Pasaje seleccionado:
================================
Desde que en Hidroituango iniciaron obras, barequeros y pescadores se asociaron para ejercer resistencia, defender la permanencia en el territorio y denunciar la desidia del Estado, las afectaciones ambientales del proyecto, el desarraigo cultural, los atropellos de los actores armados y el incumplimiento de los acuerdos de paz pactados entre el gobierno nacional y la extinta guerrilla de las Farc.
En Ituango tienen presencia el Movimiento Ríos Vivos y la Asociación de Comités de Barequeros (ASOCBARE-NA). La primera ha trabajado por la defensa de las comunidades de agua, asentadas en el río Cauca, y la segunda está integrada por campesinos de montaña, entre quienes hay un grupo de barequeros, cuya agenda está más centrada en la implementación de los acuerdos de paz suscritos el 24 de noviembre de 2016 en Bogotá. Estas reivindicaciones le han costado a ambas organizaciones amenazas, desplazamientos, asesinatos y estigmatizaciones.
El Movimiento Ríos Vivos no ha sido ajeno a la persecución de los violentos por su histórica defensa del territorio y del derecho a las víctimas de desaparición forzada, cuyas fosas comunes estarían en predios donde se ejecuta la obra. En el 2013 fue asesinado Nelson Giraldo Posada, de Ituango. El 2 de mayo de este año fueron ultimados Hugo George Pérez, de la Asociación de Víctimas Afectadas por Megaproyectos, de El Aro; Luis Alberto Torres Montoya y Duvián Andrés Correa Sánchez. Así mismo, han recibido 63 amenazas, tres de ellas colectivas.
Ríos Vivos solicitó protección colectiva a la Unidad Nacional de Protección (UNP) por las amenazas, pero también medidas de protección política para que cese la estigmatización. “Uno no se va a sentir protegido porque nos den un chaleco antibalas, un celular o un escolta, creo que la protección real es que la empresa que nos hizo el daño se vaya y nos devuelva el río”, dice Ruby Estela Posada, integrante del Movimiento.
La historia de ASOCBARE-NA también está atravesada por la violencia. Esta organización se creó como resultado de la articulación de los comités de barequeros de San Andrés de Cuerquia, Toledo y Briceño, pero después del asesinato de Ramón Alcides García, el 27 de octubre de 2017, líder del programa de sustitución de cultivos ilícitos de Briceño y socio fundacional, se desintegró y quedó relegada a Ituango.
A raíz de la contingencia de Hidroituango, esta asociación y 28 familias barequeras se declararon en campamento de refugio humanitario. Allí, el 28 de junio, fue asesinado Julio César Sucerquia, miembro fundador. El resto de personas albergadas debió desplazarse tras ser amenazados por actores armados no identificados. Luego, el 16 de julio, se registró el homicidio de Víctor Alfonso Muriel Chica. Estas dos últimas muertes ocurrieron en Ituango. Veinte días después mataron a Hernán Darío Echavarría, otro líder fundacional, cuando iba a visitar a su familia en el Oriente de Antioquia.
================================
Tareas:
a: Transcribe del texto sobre Hidroituango el fragmento que va desde “En Ituango tienen” hasta “asesinatos y estigmatizaciones.”, ambos incluidos.
b: Según el texto sobre Hidroituango, ¿por qué el Movimiento Ríos Vivos ha sufrido la persecución de los violentos? Responde en una a tres oraciones.

Extracto de datos:
================================
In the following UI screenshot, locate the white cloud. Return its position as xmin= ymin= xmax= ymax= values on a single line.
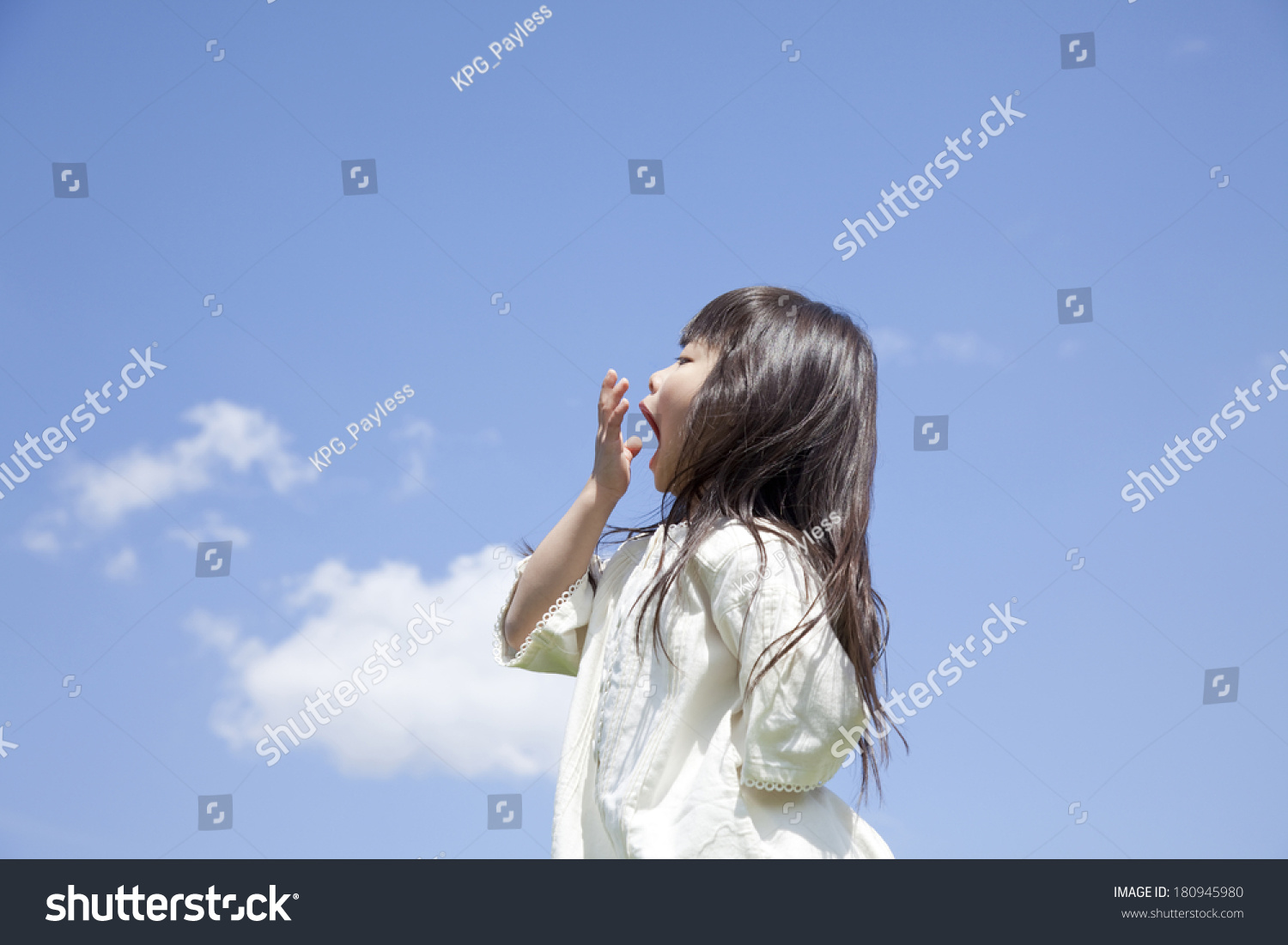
================================
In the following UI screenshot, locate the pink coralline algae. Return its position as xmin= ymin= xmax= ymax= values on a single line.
================================
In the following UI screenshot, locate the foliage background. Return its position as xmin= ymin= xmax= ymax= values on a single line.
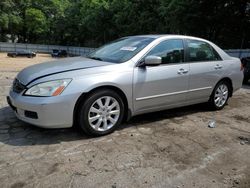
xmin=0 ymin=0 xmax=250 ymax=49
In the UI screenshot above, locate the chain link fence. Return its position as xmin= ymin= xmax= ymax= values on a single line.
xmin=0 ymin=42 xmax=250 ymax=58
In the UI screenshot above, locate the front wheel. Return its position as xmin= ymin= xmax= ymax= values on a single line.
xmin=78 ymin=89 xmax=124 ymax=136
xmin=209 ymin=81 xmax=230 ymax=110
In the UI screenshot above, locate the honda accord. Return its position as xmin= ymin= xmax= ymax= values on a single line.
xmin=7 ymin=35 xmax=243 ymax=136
================================
Respuestas a continuación:
a:
En Ituango tienen presencia el Movimiento Ríos Vivos y la Asociación de Comités de Barequeros (ASOCBARE-NA). La primera ha trabajado por la defensa de las comunidades de agua, asentadas en el río Cauca, y la segunda está integrada por campesinos de montaña, entre quienes hay un grupo de barequeros, cuya agenda está más centrada en la implementación de los acuerdos de paz suscritos el 24 de noviembre de 2016 en Bogotá. Estas reivindicaciones le han costado a ambas organizaciones amenazas, desplazamientos, asesinatos y estigmatizaciones.

b: Por su histórica defensa del territorio y del derecho a las víctimas de desaparición forzada, cuyas fosas comunes estarían en predios donde se ejecuta la obra.